# Start of Given text

Exercise 6.15 Prove (6.21) for:

Continuous random variables.
Random variables.

Exercise 6.16 Derive (6.20) and, using it, prove that

\[\begin{align*} F_X(x)<F_Y(x)\text{ for all } x\in \mathbb{R}\implies\mathbb{P}[X\geq Y]\geq 0.5. \end{align*}\]

Show that $\mathbb{P}[X\geq Y]>0.5$ is verified if, in addition, $F_X(x)<F_Y(x)$ for $x\in D,$ where $\mathbb{P}[X\in D]>0$ or $\mathbb{P}[Y\in D]>0.$ You can assume $X$ and $Y$ are absolutely continuous variables.

# End of Given text

- Set problem 1 -
Update the rows between the lines holding "Target: decaying leaf" and "pixel 179 19", inclusive. Replace "Put a point on" with "Mark" and leave everything else unchanged.

# Start of Items

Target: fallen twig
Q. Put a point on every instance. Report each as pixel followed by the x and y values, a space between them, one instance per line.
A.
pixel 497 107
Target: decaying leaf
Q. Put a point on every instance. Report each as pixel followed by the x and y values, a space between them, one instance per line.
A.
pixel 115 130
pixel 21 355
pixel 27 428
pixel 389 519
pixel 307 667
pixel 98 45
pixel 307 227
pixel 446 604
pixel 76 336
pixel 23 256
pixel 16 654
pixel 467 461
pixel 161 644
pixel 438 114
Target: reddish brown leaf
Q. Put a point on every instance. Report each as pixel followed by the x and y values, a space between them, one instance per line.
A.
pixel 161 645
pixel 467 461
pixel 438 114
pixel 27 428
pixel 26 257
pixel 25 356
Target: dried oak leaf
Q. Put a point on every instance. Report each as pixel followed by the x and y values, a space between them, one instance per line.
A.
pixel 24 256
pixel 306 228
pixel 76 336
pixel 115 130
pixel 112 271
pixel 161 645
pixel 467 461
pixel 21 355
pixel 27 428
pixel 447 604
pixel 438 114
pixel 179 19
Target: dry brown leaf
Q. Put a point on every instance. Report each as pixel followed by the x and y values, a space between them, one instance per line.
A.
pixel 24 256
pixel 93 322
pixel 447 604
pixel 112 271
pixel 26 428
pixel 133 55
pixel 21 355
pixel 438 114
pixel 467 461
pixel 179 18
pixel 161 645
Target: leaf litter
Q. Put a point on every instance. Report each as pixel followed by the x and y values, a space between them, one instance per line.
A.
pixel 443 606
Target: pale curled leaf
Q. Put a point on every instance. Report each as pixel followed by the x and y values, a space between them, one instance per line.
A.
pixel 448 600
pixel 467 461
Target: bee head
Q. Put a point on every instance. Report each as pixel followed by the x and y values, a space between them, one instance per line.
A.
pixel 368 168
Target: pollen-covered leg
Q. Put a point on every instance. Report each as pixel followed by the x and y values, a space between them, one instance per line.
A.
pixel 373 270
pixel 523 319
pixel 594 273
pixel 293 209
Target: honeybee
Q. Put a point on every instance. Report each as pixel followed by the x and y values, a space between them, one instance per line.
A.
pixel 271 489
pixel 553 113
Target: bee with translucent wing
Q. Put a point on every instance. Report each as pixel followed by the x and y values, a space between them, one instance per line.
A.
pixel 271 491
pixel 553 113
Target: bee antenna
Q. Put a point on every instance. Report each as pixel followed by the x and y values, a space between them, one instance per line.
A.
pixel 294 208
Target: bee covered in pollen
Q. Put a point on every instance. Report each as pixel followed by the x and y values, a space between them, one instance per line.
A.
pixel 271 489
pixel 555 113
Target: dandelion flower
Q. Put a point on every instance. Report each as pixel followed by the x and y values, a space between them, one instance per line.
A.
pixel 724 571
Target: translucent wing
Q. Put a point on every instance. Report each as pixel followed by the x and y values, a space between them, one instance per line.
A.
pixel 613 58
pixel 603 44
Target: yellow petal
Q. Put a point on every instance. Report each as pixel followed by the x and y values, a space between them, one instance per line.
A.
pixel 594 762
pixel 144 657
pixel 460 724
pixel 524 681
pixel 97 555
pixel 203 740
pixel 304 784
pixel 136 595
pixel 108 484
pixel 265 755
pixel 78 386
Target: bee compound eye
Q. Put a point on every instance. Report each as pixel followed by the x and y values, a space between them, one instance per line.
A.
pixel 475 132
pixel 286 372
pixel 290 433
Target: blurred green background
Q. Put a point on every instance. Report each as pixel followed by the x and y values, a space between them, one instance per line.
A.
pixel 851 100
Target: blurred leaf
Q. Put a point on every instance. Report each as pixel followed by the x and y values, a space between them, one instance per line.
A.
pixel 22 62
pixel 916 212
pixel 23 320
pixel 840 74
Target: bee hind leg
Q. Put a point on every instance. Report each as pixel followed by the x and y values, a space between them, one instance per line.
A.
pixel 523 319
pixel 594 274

# End of Items

- Set problem 2 -
Write out the part of the probability exercises between "Exercise 6.16 Derive" and "absolutely continuous variables.", inclusive, word for word.

- Answer 1 -
Target: decaying leaf
Q. Mark every instance. Report each as pixel followed by the x and y values, a space between them, one instance per line.
A.
pixel 115 130
pixel 21 355
pixel 27 428
pixel 389 519
pixel 307 667
pixel 98 45
pixel 307 227
pixel 446 604
pixel 76 336
pixel 23 256
pixel 16 654
pixel 467 461
pixel 161 644
pixel 438 114
Target: reddish brown leaf
Q. Mark every instance. Report each as pixel followed by the x and y values, a space between them, one instance per line.
A.
pixel 161 645
pixel 467 461
pixel 438 114
pixel 27 428
pixel 26 257
pixel 25 356
Target: dried oak leaf
Q. Mark every instance. Report each as pixel followed by the x and y values, a space between them, one instance per line.
A.
pixel 24 256
pixel 306 228
pixel 76 336
pixel 115 130
pixel 112 271
pixel 161 645
pixel 467 461
pixel 21 355
pixel 27 428
pixel 447 604
pixel 438 114
pixel 179 19

- Answer 2 -
Exercise 6.16 Derive (6.20) and, using it, prove that

\[\begin{align*} F_X(x)<F_Y(x)\text{ for all } x\in \mathbb{R}\implies\mathbb{P}[X\geq Y]\geq 0.5. \end{align*}\]

Show that $\mathbb{P}[X\geq Y]>0.5$ is verified if, in addition, $F_X(x)<F_Y(x)$ for $x\in D,$ where $\mathbb{P}[X\in D]>0$ or $\mathbb{P}[Y\in D]>0.$ You can assume $X$ and $Y$ are absolutely continuous variables.